**Work instruction 1**. Can you repeat everything from "Note that each" down to "are done queuing." in the core thread text, word for word?

--------

Core Thread {#coreThread}

[TOC]

Banshee is a multi-threaded engine that has two primary threads. One is the main thread on which the application is started, this is where your game code runs and what majority of users will be working with, we call this the simulation thread. The second thread is the rendering thread, this is where all calls to render API (like Vulkan/DirectX/OpenGL) are made. This thread also deals with the OS (like the main message loop). We call this the core thread.

Various other operations can use threads other than the two primary ones (async resource loading, physics, animation, etc.) in the form of worker threads or tasks. But we won't touch on those as they act as standard threads and the system using them has full control.

Dealing with the core thread on the other hand requires some knowledge of how it interacts with the simulation thread. The core threads deals with:

Render API calls (Vulkan/DirectX/OpenGL)
Renderer
OS functionality (window creation, main message loop)

Here are some examples of when the simulation thread needs to interact with the core thread:

You add a new renderable object to the scene. The simulation thread needs to notify the renderer.
You modify a property on a renderable/camera/light object. The simulation thread needs to notify the renderer.
You create a resource like a mesh or a texture. The simulation thread must schedule resource creation with the render API (i.e. creating vertex/pixel buffers for mesh, texture surfaces for texture).
You destroy a resource like a mesh or texture. The simulation thread must call into render API to free the GPU portions of those objects.
You create a new window and the simulation thread needs to schedule its creation on the core thread.
You resize/move a window and the simulation thread needs to notify the core thread.

As you can see the communication is one directional. Simulation thread calls into the core thread when it needs to notify it of a certain event. In rare cases the core thread needs to notify the simulation thread (e.g. when the user moves/resizes the window the simulation thread needs to be aware of the new position/size), but this is handled on a per-case basis using normal thread synchronization primitives, and we won't touch on it further.

Command queue {#coreThread_a}

All the operations listed above happen with the help of a command queue. When simulation thread needs to notify the core thread about something it queues a command, which is then eventually received and processed by the core thread.

@ref bs::CoreThread "CoreThread" manages all operations on the command queues. Use @ref bs::CoreThread::queueCommand "CoreThread::queueCommand()" to send a new command to the core thread.

void doSomething()
{ }

// Queue doSomething method to be executed on the core thread
gCoreThread().queueCommand(&doSomething);

Note that each thread has its own internal command queue. So calling this method from different threads will fill up their separate command queues. This is important because queuing the command does not actually make it sent to the core thread yet. Instead you must submit the commands after you are done queuing.

Submitting commands {#coreThread_a_a}

Commands that are queued aren't yet visible to the core thread. In order to make them visible you must call @ref bs::CoreThread::submit "CoreThread::submit()", which will submit all the commands for the current thread's command queue. You may also call @ref bs::CoreThread::submitAll "CoreThread::submitAll()" to submit queues for all threads.

// Submit all commands queued since the last submit call
gCoreThread().submit();

By default commands are also submitted automatically at the end of every frame, just before rendering. Therefore normally you do not need to submit commands manually.

--------

**Work instruction 2**. Can you give everything in the stored records from the line containing "Write the target's" down to the line containing "box: [523, 151, 599, 349]", with "rough mask" renamed to "coarse mask" and nothing else altered? Return only those lines.

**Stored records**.
--------

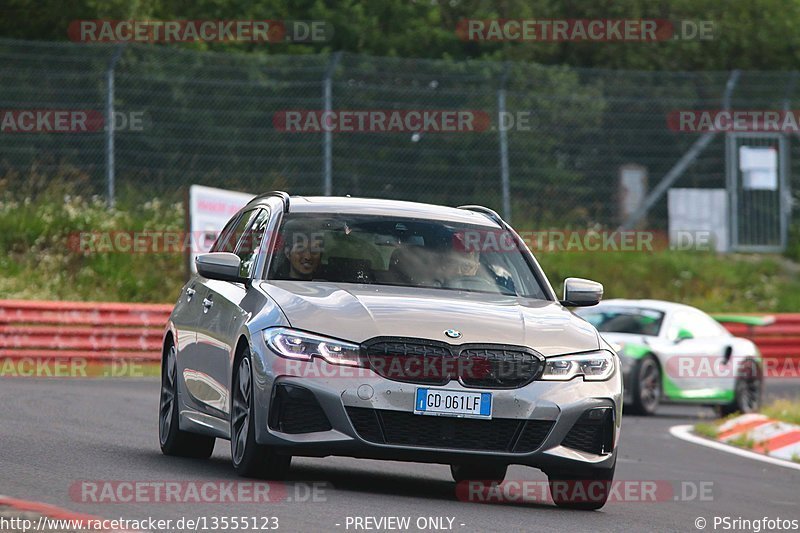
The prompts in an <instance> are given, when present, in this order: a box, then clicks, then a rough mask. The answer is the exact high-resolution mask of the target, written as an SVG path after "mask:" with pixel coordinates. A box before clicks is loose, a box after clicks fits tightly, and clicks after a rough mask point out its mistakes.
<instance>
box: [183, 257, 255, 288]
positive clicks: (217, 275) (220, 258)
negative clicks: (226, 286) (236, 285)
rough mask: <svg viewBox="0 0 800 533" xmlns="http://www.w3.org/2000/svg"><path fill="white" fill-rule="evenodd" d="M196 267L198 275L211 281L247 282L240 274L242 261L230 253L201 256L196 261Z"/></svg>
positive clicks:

--------

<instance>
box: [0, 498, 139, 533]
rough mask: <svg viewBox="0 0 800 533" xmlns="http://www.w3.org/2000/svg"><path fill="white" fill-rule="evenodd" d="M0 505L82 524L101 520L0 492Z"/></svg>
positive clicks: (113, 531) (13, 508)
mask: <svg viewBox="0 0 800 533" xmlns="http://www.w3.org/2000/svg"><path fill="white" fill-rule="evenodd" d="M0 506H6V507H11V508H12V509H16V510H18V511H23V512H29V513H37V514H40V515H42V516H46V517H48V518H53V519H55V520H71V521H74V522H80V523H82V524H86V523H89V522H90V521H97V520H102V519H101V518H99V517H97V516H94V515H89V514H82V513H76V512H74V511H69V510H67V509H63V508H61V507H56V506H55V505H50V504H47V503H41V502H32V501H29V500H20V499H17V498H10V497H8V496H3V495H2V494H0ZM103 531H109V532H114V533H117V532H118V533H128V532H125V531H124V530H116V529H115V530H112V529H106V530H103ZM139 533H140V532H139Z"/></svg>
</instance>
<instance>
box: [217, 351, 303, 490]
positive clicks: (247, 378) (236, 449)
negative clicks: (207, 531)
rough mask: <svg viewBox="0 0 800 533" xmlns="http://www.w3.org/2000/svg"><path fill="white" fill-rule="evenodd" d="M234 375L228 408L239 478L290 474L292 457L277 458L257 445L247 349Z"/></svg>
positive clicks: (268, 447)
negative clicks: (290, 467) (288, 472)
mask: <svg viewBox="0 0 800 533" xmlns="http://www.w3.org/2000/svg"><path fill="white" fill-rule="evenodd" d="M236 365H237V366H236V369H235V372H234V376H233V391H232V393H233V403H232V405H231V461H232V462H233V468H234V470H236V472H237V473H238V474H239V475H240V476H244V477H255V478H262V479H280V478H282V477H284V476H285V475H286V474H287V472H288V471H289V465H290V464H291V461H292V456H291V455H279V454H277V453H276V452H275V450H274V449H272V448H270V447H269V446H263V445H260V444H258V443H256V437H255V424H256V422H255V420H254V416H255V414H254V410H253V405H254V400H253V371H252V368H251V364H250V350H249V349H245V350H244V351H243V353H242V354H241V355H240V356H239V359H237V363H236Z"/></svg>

--------

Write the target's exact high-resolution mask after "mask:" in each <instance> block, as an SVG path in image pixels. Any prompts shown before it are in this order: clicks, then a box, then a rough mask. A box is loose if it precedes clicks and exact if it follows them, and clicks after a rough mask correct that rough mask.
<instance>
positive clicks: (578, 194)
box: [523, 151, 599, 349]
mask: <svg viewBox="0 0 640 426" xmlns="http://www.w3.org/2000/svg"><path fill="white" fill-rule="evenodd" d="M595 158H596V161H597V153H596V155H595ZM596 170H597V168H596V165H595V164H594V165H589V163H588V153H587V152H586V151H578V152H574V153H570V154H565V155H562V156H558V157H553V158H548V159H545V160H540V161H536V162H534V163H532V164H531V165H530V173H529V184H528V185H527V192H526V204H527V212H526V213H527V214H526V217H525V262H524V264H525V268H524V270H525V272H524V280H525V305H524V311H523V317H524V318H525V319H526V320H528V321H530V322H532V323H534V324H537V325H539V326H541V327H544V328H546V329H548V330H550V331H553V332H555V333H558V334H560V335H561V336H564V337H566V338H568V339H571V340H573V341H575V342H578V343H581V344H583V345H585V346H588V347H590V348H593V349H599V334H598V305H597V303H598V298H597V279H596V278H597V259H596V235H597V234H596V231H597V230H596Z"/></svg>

--------

**Expected output 1**.
Note that each thread has its own internal command queue. So calling this method from different threads will fill up their separate command queues. This is important because queuing the command does not actually make it sent to the core thread yet. Instead you must submit the commands after you are done queuing.

**Expected output 2**.
Write the target's exact high-resolution mask after "mask:" in each <instance> block, as an SVG path in image pixels. Any prompts shown before it are in this order: clicks, then a box, then a coarse mask. A box is loose if it precedes clicks and exact if it follows them, and clicks after a coarse mask correct that coarse mask.
<instance>
positive clicks: (578, 194)
box: [523, 151, 599, 349]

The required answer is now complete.